## START TASK INPUTS
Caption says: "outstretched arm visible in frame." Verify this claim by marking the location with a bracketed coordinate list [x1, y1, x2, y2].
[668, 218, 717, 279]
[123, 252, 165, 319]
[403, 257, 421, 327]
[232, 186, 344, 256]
## END TASK INPUTS
Rewrite the items with "outstretched arm" changed to "extended arm", leaving everything else the same.

*TASK RESPONSE*:
Caption says: "extended arm visible in frame." Verify this claim by marking the location with a bracketed coordinate list [x1, y1, x2, y2].
[668, 218, 717, 279]
[123, 252, 165, 319]
[403, 257, 421, 327]
[232, 186, 344, 256]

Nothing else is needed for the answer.